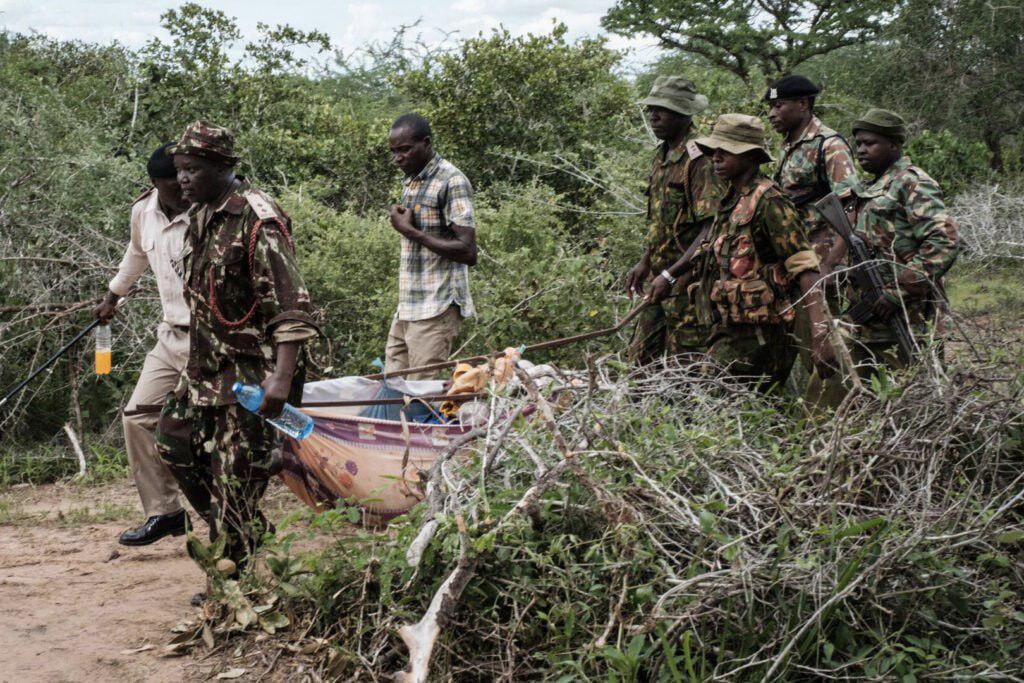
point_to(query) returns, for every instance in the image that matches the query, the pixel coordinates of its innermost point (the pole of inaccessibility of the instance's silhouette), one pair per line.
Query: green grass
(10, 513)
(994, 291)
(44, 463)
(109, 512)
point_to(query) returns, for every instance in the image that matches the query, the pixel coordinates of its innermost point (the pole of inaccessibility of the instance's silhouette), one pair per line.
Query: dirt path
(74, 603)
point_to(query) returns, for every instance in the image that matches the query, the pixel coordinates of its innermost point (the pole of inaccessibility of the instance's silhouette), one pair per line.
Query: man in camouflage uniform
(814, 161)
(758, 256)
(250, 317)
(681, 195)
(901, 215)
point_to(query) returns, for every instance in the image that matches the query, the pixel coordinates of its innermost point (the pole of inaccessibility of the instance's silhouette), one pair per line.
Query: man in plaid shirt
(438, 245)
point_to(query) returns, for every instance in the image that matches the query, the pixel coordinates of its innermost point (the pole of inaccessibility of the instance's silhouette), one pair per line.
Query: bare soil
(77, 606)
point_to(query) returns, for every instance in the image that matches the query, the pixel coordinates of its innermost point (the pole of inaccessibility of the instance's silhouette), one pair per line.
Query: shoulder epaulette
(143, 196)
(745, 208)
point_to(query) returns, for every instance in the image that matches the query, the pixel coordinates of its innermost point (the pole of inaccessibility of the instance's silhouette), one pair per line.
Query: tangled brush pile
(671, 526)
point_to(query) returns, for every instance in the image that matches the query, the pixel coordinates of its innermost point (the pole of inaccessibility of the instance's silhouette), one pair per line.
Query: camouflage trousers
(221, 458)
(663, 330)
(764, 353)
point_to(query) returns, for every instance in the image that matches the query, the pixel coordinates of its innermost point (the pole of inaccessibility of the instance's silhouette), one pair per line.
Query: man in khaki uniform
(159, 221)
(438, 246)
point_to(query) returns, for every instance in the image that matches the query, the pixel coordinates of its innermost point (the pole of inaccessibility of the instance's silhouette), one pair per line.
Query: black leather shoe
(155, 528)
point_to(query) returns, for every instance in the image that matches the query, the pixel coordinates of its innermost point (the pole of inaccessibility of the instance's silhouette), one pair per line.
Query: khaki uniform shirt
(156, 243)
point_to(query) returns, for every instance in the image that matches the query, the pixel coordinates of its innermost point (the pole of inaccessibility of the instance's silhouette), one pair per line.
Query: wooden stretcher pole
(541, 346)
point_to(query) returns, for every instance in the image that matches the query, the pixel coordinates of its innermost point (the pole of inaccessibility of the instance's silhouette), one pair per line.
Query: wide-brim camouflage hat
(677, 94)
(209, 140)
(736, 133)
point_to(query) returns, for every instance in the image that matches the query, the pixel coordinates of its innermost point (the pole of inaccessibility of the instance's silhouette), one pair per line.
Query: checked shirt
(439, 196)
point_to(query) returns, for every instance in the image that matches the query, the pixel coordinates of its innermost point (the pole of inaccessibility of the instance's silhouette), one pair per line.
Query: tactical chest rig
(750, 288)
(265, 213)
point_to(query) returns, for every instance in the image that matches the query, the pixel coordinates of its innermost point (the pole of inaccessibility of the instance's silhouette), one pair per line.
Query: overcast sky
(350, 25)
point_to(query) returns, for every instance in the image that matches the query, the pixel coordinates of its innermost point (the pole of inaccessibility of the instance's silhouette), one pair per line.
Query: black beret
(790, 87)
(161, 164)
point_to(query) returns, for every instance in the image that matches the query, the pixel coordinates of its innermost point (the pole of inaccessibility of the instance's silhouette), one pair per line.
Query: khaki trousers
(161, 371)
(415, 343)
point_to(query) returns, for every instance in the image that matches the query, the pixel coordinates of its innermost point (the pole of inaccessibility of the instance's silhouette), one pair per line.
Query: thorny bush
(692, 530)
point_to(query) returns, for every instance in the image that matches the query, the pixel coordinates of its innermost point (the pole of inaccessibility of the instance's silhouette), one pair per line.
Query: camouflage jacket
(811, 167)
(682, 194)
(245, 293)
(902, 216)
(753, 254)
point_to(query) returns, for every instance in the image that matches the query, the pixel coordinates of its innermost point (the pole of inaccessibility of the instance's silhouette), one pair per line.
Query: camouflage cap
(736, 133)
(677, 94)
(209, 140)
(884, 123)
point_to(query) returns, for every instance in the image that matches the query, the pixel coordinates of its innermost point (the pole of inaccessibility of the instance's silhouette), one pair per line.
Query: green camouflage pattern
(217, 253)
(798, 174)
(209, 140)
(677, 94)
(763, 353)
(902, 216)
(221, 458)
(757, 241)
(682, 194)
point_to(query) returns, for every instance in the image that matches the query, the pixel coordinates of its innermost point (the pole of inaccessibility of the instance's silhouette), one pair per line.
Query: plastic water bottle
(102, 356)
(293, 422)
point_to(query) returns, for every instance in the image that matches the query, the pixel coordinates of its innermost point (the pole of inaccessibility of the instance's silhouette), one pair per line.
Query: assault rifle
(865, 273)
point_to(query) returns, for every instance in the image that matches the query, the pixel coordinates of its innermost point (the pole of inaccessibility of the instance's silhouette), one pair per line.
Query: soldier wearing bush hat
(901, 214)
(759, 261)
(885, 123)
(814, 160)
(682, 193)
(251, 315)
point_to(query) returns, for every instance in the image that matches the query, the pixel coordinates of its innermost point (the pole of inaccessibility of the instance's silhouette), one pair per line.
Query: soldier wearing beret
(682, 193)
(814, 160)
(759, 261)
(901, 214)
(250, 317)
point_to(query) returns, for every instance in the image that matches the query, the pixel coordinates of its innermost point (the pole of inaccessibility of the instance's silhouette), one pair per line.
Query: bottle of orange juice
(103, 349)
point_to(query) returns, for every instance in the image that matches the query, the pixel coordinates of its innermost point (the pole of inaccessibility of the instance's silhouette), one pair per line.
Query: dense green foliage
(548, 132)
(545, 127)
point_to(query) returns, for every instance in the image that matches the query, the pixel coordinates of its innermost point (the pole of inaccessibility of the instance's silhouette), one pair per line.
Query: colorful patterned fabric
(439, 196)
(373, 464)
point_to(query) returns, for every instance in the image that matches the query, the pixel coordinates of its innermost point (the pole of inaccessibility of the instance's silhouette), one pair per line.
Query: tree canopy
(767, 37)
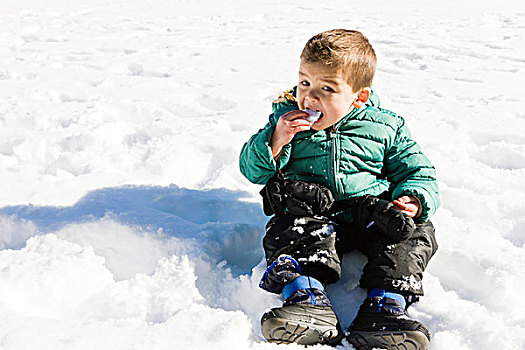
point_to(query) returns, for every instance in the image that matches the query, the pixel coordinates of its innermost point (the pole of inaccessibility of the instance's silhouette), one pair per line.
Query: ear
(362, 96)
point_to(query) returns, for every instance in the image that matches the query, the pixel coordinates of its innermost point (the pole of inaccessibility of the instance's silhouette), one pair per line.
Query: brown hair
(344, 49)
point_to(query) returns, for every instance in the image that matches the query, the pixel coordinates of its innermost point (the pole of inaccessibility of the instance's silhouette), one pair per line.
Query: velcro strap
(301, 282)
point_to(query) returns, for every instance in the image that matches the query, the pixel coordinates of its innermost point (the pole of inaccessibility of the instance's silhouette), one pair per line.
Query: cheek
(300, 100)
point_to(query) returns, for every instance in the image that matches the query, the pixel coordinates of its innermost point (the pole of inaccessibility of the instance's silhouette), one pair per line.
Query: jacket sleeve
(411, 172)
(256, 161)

* **WORK INSTRUCTION**
Reproduce the whole listing word for word, setting aside any pictures.

* **REPLY**
point_to(query) returns, for every instance in the image that matches the query, the pixel coordinates of its innermost point (the pole of inaccessibility of the instance's silhouette), one pair per line.
Query: green grass
(10, 513)
(994, 291)
(44, 463)
(109, 512)
point_to(query) returns, for every instance in the image that matches the query, the pixel coordinates of its innermost point (the pole of inaccessibility of the instance's silhouette), one pair per line.
Query: dirt path
(74, 603)
point_to(query) returns, for every instance in the image that matches the query, the pixel coordinates of its innermost point (the pole of inaccessibility of the instance's silhouette), one pair per line.
Query: man in camouflage uniform
(814, 161)
(758, 256)
(250, 317)
(681, 195)
(901, 215)
point_to(query) returns, for every instance in the image that matches the query, the pixel coordinates of its innermost point (the pole of inaccessibility of the instance's silhouette), one pair per line.
Query: man in plaid shirt
(438, 245)
point_to(query) returns, for every instance in the image that matches the query, the pixel coordinates of its innermost point (the pole of inaccessibility of the instance's silhouette), one pair per line.
Query: bare soil
(77, 606)
point_to(query) returns, for every instance in the image that matches the query, the pixel coordinates of its innermost point (the pole of inaccessibility of the instance's silhouette), one pair per line.
Query: shoulder epaulette
(143, 196)
(745, 208)
point_to(query) returns, for every instance in the image that matches the query, the pixel coordinates of its innermost point (the pole of inaccessibility of the instance's silhouette), one pair per line.
Query: tangled brush pile
(671, 526)
point_to(query) returns, for every instance in the image that matches the query, the pixel coordinates of its innermost point (the pole of inaccessibility of the instance's silhouette), one pair per line.
Query: camouflage trousers
(221, 458)
(663, 330)
(764, 353)
point_to(query) returns, for every instance in the image that matches the query, the pixel coordinates of its innermost point (the pole of inaccessibility of the instance's silhouette), one pair per line.
Query: man in khaki uniform
(159, 221)
(438, 246)
point_to(query) returns, for every instance in the image that matches the query, the pixel coordinates of its innermost point (the pole of inaccessibility of the instance's silhouette), one pair per line.
Query: black leather shoe
(155, 528)
point_to(query) returns, for every instance in the image that matches the query, the pixel coordinates of its innermost point (the pole of inaccessibility of the instance's silhouette), one pair per line.
Query: khaki uniform shirt
(156, 243)
point_to(query) returns, for every instance in the image that matches the query, the pixel coordinates of its innermost point (the pole of inaccessibility of the instance's silhouette), one pair per line.
Query: wooden stretcher pole
(541, 346)
point_to(query) returns, for every instance in the image that matches the query, the pixel coordinates of its innermost point (the pole of inaccessibility of the instance's silhouette), one pair per line.
Query: wide-brim camouflage hat
(677, 94)
(209, 140)
(736, 133)
point_to(query) returns, for every instance in the image that matches the query, the pixel coordinates of its innermost point (the pole of inaccessibility of the instance's silhouette), one pair per line.
Query: checked shirt
(439, 196)
point_to(query) returns, for every instance in the image that matches the query, the pixel coordinates of its innermost point (the pole of inaccessibility of the instance's silhouette), one pair per line.
Query: tactical chest rig
(750, 288)
(265, 213)
point_to(query) returns, for every instance in the image that matches the query, the pixel coordinates of its innermost point (the pole of inaccessibility of the instance's silhouette), one pair per line.
Query: overcast sky
(350, 25)
point_to(query) returns, for every instance in the image that matches the query, the pixel coordinates of its innermost point (the pole of inaccessibility of the instance's silhouette), one pair per line.
Query: black beret
(790, 87)
(161, 164)
point_to(query) returns, for every instance in the image that matches the query, the pixel coordinates of its innermost point (the pole of inaccessibility of the instance's silhouette), one pair per line.
Query: khaki trousers
(161, 371)
(415, 343)
point_to(query) returns, for every instance in the image that matches the query, the pixel coordinates of its innermost point (the pole of inaccessibility of the instance's silhouette), one pair per line.
Query: thorny bush
(692, 530)
point_to(query) returns, for every instance in the image that matches the query, the pixel coordinates of its innermost point (the pole of inaccessibility of the instance's silhouette), one pair per line.
Query: camouflage jacket
(811, 167)
(682, 194)
(245, 293)
(902, 216)
(753, 254)
point_to(query) returns, for every instance in the image that matches the query, the pixel coordinates of its innermost point (the pole of inaccessibility of the instance's silhouette), one pair per line.
Query: camouflage cap
(736, 133)
(677, 94)
(209, 140)
(884, 123)
point_to(query) returns, for every instance in the image that matches the query, the pixel coordinates of its innermost point (the pole of inaccessibility of the instance's silhouette), one pair per line.
Query: green camouflage pattern
(217, 253)
(798, 174)
(209, 140)
(677, 94)
(763, 353)
(902, 216)
(221, 458)
(757, 241)
(682, 194)
point_to(query) returns, for every instance in the image that matches the query, the pixel coordinates of its innermost point (the pole of inaccessibility of the instance's silhouette), one pair per line.
Query: plastic water bottle
(102, 356)
(293, 422)
point_to(query) returns, for every instance in the image that matches the query, the pixel coordinates of its innermost point (the pole of inaccessibility of the instance's silhouette), one pair per line.
Query: assault rifle
(865, 273)
point_to(query) returns, for every instance in the image that matches the query, the pixel coordinates of its innermost point (the pole of inaccessibility of the instance's silhouette), one pair per line.
Query: soldier wearing bush hat
(901, 214)
(759, 261)
(885, 123)
(814, 160)
(682, 193)
(251, 315)
point_to(query) returns, for every instance in the image that matches the query, the pixel coordinates of its innermost point (the pole of inaccessibility of the instance's silhouette), one pair per line.
Query: soldier wearing beret
(682, 193)
(814, 160)
(759, 261)
(901, 214)
(250, 317)
point_to(query) returns, for every instance in the image that matches the query, the pixel coordinates of its innermost point (the pole of inaccessibility of the instance's silhouette), one pair per line.
Query: bottle of orange juice
(103, 349)
point_to(query) returns, for every instance in the image that matches the query, the pixel coordinates of its innermost point (the pole of inaccessibility of the instance's silhouette), one pair per line.
Query: dense green foliage
(548, 132)
(545, 127)
point_to(query) returns, for every instance in the image that matches the query, the pixel coordinates of its innermost point (the pole of inaccessibility of the instance's silhouette), one pair per line.
Query: colorful patterned fabric
(439, 196)
(373, 464)
point_to(query) returns, for every instance in the image that matches the query, the pixel coordinates of its innermost point (the pole of inaccessibility of the instance's silhouette), one pair per line.
Query: tree canopy
(767, 37)
point_to(query) returns, for every instance in the image that matches the query, the pixel coordinates of its innermost point (the pole of inaccessibility of the instance's silhouette), one pair per line.
Query: ear
(362, 96)
point_to(query) returns, for every instance in the image that matches the query, the pixel coordinates of its innermost point (the pole of inaccessibility of the instance's silhouette), one pair per line.
Query: brown hair
(344, 49)
point_to(query) returns, for every instance in the image that matches the query, the pixel coordinates of its innermost point (the pole of inaccessibility of the instance's silhouette), one pair per line.
Query: velcro strap
(301, 282)
point_to(query) returns, for every instance in the image that matches the query, the pixel coordinates of its innermost point (the pole of inaccessibility of the instance's silhouette), one pair per line.
Query: cheek
(300, 100)
point_to(query) returns, for every instance in the image that matches the query, the pixel coordinates of its innermost point (the pole of inaccessibility of the instance's silhouette), one pair per line.
Query: jacket sleeve
(411, 172)
(256, 161)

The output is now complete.